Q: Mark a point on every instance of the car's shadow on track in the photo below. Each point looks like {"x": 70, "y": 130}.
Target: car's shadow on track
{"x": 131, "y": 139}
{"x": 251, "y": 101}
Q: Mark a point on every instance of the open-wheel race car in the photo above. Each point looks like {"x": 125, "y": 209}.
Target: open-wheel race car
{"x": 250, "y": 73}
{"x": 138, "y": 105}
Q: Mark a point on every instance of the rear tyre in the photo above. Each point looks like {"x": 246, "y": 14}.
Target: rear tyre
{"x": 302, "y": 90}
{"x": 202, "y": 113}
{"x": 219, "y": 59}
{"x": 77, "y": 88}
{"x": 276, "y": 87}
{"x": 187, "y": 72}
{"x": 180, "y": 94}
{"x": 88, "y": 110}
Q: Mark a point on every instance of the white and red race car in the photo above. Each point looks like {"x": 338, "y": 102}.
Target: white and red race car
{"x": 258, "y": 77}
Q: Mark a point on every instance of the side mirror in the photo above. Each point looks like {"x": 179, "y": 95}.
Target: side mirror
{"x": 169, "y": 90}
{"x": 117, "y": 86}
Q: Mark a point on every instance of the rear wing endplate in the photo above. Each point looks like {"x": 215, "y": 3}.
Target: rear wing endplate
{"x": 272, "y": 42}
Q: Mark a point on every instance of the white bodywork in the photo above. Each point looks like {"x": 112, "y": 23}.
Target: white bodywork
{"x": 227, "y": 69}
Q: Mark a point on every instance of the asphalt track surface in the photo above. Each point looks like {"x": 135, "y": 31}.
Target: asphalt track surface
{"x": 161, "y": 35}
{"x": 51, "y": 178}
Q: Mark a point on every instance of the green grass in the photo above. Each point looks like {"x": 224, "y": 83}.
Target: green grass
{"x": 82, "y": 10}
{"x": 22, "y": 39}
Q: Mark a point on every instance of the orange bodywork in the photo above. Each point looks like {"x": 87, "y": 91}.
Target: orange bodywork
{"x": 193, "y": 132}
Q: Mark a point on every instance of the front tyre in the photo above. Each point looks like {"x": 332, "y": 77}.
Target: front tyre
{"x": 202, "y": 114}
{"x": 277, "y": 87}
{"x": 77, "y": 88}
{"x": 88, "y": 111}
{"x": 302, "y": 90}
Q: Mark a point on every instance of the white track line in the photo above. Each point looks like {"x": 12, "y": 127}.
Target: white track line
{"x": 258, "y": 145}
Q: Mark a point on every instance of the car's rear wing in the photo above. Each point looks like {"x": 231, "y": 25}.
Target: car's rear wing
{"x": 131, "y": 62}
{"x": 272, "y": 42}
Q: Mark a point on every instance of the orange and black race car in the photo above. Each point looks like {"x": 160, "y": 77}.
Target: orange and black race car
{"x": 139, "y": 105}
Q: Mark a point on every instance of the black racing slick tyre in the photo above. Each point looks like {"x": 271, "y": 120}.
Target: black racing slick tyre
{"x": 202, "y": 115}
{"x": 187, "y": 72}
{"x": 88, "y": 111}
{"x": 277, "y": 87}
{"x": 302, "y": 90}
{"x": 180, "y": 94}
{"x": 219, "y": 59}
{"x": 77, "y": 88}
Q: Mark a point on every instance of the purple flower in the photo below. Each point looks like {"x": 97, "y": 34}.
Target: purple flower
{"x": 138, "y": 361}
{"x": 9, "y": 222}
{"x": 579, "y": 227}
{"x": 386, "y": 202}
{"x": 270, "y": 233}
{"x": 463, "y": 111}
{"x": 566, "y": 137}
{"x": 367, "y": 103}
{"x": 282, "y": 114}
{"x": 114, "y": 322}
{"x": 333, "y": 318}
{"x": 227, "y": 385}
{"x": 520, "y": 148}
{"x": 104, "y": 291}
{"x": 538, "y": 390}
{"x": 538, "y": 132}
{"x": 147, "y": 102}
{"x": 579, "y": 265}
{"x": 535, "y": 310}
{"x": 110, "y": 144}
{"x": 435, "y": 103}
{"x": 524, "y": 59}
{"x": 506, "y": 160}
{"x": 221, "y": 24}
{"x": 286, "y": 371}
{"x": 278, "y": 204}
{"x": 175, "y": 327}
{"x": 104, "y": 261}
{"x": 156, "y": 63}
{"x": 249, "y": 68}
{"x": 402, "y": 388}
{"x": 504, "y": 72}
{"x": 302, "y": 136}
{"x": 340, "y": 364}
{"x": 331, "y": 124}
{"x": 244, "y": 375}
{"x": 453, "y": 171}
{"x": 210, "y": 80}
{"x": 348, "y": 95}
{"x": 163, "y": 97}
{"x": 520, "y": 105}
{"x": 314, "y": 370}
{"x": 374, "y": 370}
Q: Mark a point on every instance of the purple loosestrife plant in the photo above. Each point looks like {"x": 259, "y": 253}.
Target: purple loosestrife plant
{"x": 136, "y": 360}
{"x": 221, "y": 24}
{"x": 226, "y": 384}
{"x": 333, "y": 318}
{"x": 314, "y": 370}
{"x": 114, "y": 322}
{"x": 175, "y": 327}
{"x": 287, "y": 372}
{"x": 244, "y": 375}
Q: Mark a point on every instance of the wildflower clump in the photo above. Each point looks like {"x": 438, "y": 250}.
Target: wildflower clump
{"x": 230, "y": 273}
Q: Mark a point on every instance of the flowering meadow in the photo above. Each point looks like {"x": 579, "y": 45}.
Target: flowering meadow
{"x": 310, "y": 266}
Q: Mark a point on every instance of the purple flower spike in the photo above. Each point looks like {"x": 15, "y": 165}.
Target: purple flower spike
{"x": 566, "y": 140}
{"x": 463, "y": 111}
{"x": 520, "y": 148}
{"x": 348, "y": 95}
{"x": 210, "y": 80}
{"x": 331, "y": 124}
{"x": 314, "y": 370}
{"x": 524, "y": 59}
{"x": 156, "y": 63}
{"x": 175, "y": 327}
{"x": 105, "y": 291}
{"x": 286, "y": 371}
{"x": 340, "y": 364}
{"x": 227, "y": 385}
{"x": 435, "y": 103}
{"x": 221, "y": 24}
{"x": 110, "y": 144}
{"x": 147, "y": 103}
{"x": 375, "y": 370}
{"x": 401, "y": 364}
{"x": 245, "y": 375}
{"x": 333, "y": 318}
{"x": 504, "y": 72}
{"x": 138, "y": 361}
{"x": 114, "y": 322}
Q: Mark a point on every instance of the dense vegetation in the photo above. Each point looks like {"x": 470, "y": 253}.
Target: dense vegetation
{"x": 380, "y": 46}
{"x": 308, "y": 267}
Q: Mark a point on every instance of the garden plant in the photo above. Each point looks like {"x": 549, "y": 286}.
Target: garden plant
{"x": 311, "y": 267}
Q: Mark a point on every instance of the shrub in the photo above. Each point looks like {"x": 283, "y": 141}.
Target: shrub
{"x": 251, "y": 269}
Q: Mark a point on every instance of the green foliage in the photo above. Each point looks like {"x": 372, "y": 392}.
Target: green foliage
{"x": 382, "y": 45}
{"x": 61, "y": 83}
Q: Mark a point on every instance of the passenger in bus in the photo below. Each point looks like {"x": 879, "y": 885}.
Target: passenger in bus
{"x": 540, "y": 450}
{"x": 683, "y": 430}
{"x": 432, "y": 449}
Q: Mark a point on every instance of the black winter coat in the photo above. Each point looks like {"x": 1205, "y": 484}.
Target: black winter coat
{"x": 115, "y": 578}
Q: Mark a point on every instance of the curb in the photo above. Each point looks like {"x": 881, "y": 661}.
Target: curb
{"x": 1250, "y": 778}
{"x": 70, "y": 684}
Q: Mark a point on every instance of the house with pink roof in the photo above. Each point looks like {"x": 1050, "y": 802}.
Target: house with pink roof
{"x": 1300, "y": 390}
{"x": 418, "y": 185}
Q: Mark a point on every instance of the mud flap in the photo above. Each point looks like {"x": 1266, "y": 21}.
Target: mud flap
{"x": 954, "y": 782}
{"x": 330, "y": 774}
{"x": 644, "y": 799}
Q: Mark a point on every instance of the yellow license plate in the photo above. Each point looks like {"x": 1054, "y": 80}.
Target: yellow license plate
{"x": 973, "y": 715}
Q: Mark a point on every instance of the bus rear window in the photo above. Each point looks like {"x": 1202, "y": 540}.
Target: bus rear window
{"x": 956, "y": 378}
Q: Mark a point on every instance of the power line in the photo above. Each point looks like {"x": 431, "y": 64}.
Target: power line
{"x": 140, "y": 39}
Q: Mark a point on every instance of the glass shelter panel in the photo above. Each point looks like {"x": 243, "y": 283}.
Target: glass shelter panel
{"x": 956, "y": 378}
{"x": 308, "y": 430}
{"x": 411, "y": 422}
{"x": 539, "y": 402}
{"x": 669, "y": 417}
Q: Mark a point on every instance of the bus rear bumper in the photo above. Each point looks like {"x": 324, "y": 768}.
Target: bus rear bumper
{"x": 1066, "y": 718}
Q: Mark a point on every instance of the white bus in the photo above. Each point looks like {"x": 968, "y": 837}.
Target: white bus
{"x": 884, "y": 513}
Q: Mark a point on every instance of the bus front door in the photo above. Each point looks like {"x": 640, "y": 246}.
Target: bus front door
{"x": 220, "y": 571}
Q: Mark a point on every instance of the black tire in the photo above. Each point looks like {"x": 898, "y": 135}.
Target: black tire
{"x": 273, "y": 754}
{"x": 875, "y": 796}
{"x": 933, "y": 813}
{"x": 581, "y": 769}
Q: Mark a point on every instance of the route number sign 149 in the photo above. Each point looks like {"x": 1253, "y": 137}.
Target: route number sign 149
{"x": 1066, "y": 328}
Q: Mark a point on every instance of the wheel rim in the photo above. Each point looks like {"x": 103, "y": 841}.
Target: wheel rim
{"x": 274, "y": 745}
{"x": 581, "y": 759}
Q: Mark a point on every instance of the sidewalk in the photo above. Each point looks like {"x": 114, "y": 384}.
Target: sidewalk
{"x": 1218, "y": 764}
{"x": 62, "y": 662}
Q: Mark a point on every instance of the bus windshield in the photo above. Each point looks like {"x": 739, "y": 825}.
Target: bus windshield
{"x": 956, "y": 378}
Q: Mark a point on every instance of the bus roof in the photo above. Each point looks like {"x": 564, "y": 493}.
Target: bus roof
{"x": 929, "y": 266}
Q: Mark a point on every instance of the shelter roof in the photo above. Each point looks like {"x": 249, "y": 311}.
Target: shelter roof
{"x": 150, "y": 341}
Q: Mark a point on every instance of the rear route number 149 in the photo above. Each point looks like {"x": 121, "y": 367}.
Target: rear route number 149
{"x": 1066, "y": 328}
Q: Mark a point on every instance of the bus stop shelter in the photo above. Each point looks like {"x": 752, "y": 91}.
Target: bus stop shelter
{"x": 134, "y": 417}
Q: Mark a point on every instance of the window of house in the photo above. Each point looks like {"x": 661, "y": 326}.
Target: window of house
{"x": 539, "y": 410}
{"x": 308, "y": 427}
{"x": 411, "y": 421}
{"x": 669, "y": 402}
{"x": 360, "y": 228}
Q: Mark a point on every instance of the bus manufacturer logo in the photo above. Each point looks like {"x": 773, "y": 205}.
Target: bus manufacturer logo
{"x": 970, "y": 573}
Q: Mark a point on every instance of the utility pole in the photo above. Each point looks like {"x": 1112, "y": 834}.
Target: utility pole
┄┄┄┄┄┄┄┄┄┄┄┄┄┄┄┄┄┄┄┄
Do this ->
Nothing but the lines from the one with "Q: Mark a point on every instance of the rear route" through the end of the data above should be repeated, each exactly as it stands.

Task response ->
Q: Mark a point on every instance of the rear route number 149 in the photo above. Each point looks like {"x": 121, "y": 367}.
Target: rear route number 149
{"x": 1066, "y": 328}
Q: Mark a point on every instance of the bus stop shelter in the photo above. Each point looks like {"x": 752, "y": 91}.
Target: bus stop shelter
{"x": 134, "y": 417}
Q: Mark a point on every instance of the window of house in the photo above. Each point looks like {"x": 661, "y": 326}.
Target: window of house
{"x": 539, "y": 410}
{"x": 308, "y": 427}
{"x": 411, "y": 421}
{"x": 669, "y": 402}
{"x": 360, "y": 228}
Q: Mark a point on every instance of the bus manufacturer logo in the photo above. Each point looks like {"x": 773, "y": 205}.
Target: bus manufacturer logo
{"x": 970, "y": 573}
Q: Mark a point on every instance of the utility pole in the photo above. Each point looks like {"x": 1112, "y": 834}.
Target: utility pole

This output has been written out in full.